- AUSGANGSDATEN:
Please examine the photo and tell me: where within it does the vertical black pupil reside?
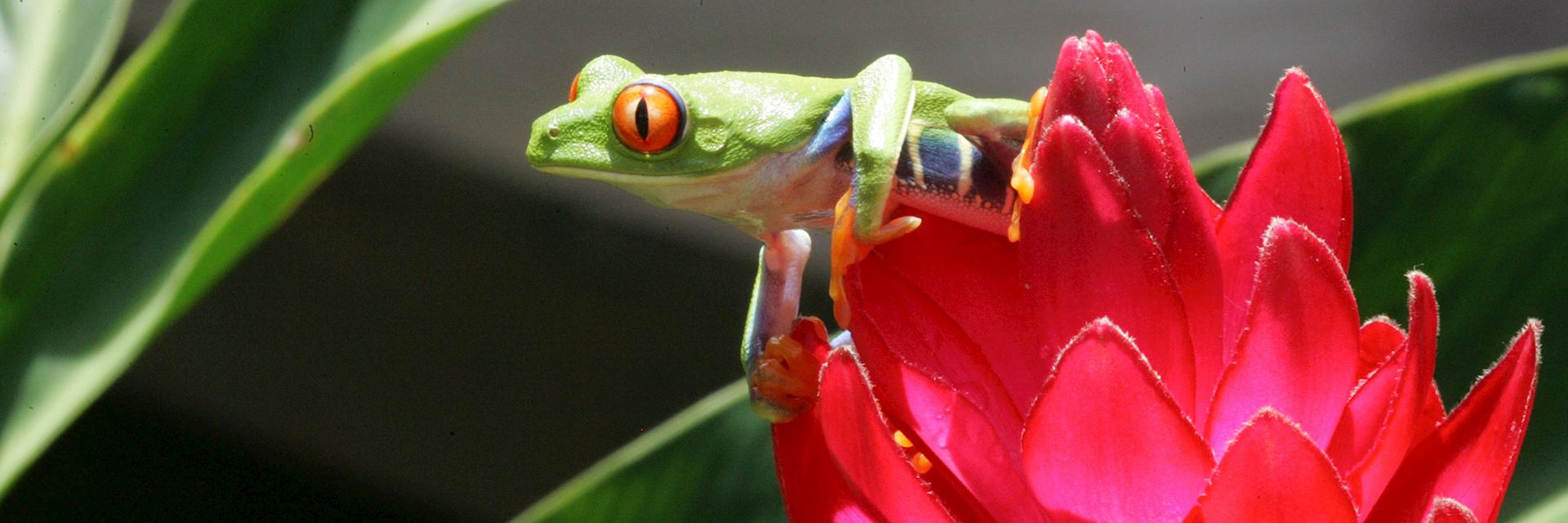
[637,97,648,140]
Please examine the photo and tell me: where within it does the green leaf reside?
[1513,489,1568,523]
[1196,51,1568,513]
[0,0,500,489]
[516,382,784,523]
[0,0,130,194]
[520,51,1568,523]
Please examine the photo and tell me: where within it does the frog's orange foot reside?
[828,193,920,329]
[746,315,828,422]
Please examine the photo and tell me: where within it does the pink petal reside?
[1328,315,1417,467]
[815,345,951,521]
[1195,409,1356,523]
[1328,342,1411,471]
[859,212,1052,414]
[834,324,1045,521]
[1207,220,1360,451]
[1145,85,1231,426]
[1367,319,1541,521]
[1024,319,1214,521]
[773,392,872,523]
[1104,106,1223,422]
[844,262,1024,445]
[1215,69,1352,355]
[1019,116,1195,413]
[1347,271,1442,506]
[1425,498,1480,523]
[1040,31,1116,131]
[1356,315,1405,380]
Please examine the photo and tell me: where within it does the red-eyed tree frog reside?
[528,55,1043,421]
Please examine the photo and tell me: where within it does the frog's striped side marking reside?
[903,121,925,189]
[893,123,1014,234]
[953,140,985,196]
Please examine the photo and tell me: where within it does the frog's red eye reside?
[612,80,685,154]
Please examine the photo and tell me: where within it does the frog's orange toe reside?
[746,315,828,422]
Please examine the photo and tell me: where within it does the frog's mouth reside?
[533,163,714,186]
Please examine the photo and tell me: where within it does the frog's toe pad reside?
[746,317,828,422]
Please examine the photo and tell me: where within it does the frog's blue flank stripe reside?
[895,123,1009,212]
[806,91,850,159]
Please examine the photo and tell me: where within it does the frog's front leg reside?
[740,230,826,422]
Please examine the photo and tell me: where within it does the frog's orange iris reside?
[612,82,685,154]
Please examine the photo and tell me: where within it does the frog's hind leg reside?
[740,230,828,422]
[850,55,920,245]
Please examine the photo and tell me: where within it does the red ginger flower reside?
[774,33,1541,523]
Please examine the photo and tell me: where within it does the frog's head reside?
[528,55,842,186]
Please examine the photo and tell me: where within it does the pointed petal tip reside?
[1423,498,1480,523]
[1361,314,1405,333]
[1188,407,1356,523]
[1022,317,1214,521]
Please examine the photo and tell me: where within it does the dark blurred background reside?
[0,0,1568,521]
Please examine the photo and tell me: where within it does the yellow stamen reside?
[1007,203,1024,244]
[1011,88,1046,204]
[892,431,914,449]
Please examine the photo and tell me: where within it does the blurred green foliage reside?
[518,51,1568,523]
[0,0,500,490]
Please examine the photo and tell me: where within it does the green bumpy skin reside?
[528,55,850,182]
[528,55,1029,421]
[528,55,1027,239]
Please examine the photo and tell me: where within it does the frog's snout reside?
[528,114,561,165]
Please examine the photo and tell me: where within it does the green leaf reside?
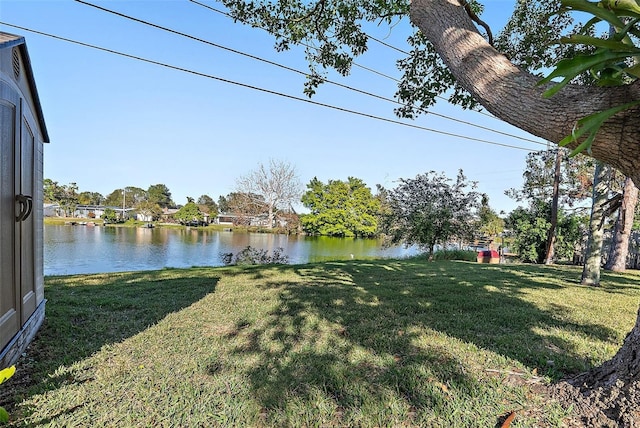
[560,34,640,54]
[558,101,640,156]
[561,0,624,28]
[0,366,16,384]
[538,50,628,98]
[623,64,640,78]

- ANFORDERUNGEN: Übernehmen Sie aus den obigen Einträgen die Zeilen ab der Zeile mit „frog's head reside?“ bis einschließlich der Zeile mit „[0,0,1568,521]“ wortgetreu.

- MUSTERLÖSUNG:
Please examine the photo and tell me: where within it does the frog's head reside?
[528,55,842,186]
Please examine the photo and tell me: where within it does the pointed petal tip reside?
[1423,498,1480,523]
[1361,314,1405,333]
[1188,407,1356,523]
[1022,317,1214,521]
Please examine the photo and tell me: where within it does the dark blurred background reside?
[0,0,1568,521]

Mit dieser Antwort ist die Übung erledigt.